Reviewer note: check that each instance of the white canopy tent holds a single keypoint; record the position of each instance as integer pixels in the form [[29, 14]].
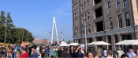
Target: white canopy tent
[[63, 44], [73, 44], [98, 43], [128, 42]]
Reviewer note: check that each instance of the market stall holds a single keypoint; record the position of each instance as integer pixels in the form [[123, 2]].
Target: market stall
[[99, 43], [63, 44]]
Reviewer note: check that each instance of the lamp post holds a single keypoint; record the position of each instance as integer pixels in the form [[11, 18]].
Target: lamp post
[[61, 35], [50, 37], [5, 30], [85, 35], [23, 35]]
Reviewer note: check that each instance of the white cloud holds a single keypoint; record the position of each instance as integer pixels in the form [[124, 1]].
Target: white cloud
[[64, 10]]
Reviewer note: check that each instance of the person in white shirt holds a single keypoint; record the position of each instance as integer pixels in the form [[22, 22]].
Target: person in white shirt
[[109, 53], [131, 53], [120, 53]]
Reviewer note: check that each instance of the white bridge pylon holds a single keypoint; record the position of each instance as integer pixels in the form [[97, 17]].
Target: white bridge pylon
[[54, 24]]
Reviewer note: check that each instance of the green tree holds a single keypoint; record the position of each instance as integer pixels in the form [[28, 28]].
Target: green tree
[[14, 35]]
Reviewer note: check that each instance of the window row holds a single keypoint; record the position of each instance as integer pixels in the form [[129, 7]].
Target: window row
[[127, 19], [84, 6], [118, 4], [86, 17], [88, 29]]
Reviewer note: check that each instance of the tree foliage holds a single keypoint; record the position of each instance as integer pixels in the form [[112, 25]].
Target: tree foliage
[[13, 34]]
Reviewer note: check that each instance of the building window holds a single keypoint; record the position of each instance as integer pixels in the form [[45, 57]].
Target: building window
[[82, 8], [127, 19], [88, 4], [111, 23], [109, 7], [89, 28], [89, 15], [83, 29], [120, 21], [118, 3], [85, 5], [125, 3]]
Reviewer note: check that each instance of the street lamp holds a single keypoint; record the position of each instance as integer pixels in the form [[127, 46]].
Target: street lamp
[[85, 35]]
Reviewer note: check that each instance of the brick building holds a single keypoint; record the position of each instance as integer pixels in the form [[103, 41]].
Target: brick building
[[40, 41], [107, 20]]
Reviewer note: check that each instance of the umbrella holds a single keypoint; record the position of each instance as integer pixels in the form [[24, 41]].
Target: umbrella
[[99, 43], [63, 44]]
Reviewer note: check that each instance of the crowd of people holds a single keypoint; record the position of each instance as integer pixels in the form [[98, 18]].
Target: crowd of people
[[36, 51]]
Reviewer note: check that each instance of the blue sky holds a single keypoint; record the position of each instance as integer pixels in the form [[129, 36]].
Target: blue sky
[[37, 16]]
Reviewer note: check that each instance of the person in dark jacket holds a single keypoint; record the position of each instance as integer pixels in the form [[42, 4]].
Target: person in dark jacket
[[71, 52], [60, 52]]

● ● ● ● ●

- Task prompt:
Rewrite all the lines above, replacing "integer pixels" with "whole-number pixels" wherever it occurs and leaving everything else unchanged. Omit the pictures from your answer.

- Exercise solution:
Reviewer note: check that each instance of the white canopy tent holds a single keypoint; record the position of each instance as whole-number pixels in the form [[29, 14]].
Target: white canopy tent
[[63, 44], [73, 44], [98, 43], [128, 42]]
Reviewer note: check that each instance of the market stall holds a single keypoint; record the position of each instance as whole-number pixels in the form [[123, 2]].
Target: market stall
[[99, 43], [63, 44]]
Reviewer note: check that each instance of the lamp post holds a single keypoint; record the position of each instance as whole-number pixels in the form [[11, 18]].
Target: lamp post
[[61, 35], [50, 37], [5, 30], [85, 35], [23, 35]]
Reviewer note: check that each instance of the white cloud holds a single keypoint; record the position of each instance as whole-number pixels in the form [[124, 1]].
Target: white cloud
[[64, 10]]
Reviewer note: check that each instance of the person in white shirt holds a single keypoint; record the position of each instance as whole-number pixels in the form [[22, 22]].
Target: person in white shirt
[[109, 53], [131, 53], [120, 53]]
Reviewer note: check that each instance of the white bridge pylon holds a single keypoint; record the position of each instance as whole-number pixels in the form [[97, 17]].
Target: white bridge pylon
[[54, 24]]
Reviewer note: check that each instance of the green tree holds a single keypoint; record the position of each instance as whole-number pixels in the form [[28, 28]].
Target: green tree
[[14, 35]]
Reviewer note: check that each instance of the window row holds a single keypoint; record the position of each instance as whole-number pixels in the form [[129, 7]].
Target: window row
[[127, 19], [84, 6], [118, 4], [86, 17], [88, 29]]
Reviewer note: check that each instance of the tree foliage holds a single keypoint; record the position of each instance as whole-number pixels in the form [[112, 25]].
Target: tree foliage
[[13, 34]]
Reviewer note: check that each instance of the building window holds a single keypoint; record the position of each instance as whole-number pixels in the form [[45, 57]].
Target: building window
[[82, 8], [127, 19], [88, 4], [111, 23], [109, 7], [89, 28], [89, 15], [83, 29], [120, 21], [118, 3], [85, 5], [125, 3]]
Reviewer note: check that each instance of the street lamp holds a single keypoint; record the position of each instance as whole-number pixels in the form [[127, 46]].
Target: street lamp
[[85, 35]]
Reviewer note: check that each instance of the brick building holds a single keypoint; record the position of each instance as whole-number pixels in the form [[103, 41]].
Target: brick building
[[40, 41], [107, 20]]
Reviewer note: check that each instance of the umbrella holds a single keypoint; record the position of each instance as whole-number pixels in the form [[24, 41]].
Target: umbrella
[[99, 43], [63, 44]]
Reviewer note: check that each instance of the crowd of people holds a single keypoint; record the position of each instance as whole-number pixels in the form [[98, 18]].
Target: crowd of people
[[36, 51]]
Reviewer note: check that each instance of the blue sky holds a single keypoint; record the position of each instance as whole-number pixels in the form [[129, 36]].
Target: blue sky
[[37, 16]]
Reviewer note: check that each instance of the person in dark jacket holds a single keypoint; record the position of each instance as whole-number pixels in the form [[42, 4]].
Target: person in dark jacket
[[71, 52], [60, 52]]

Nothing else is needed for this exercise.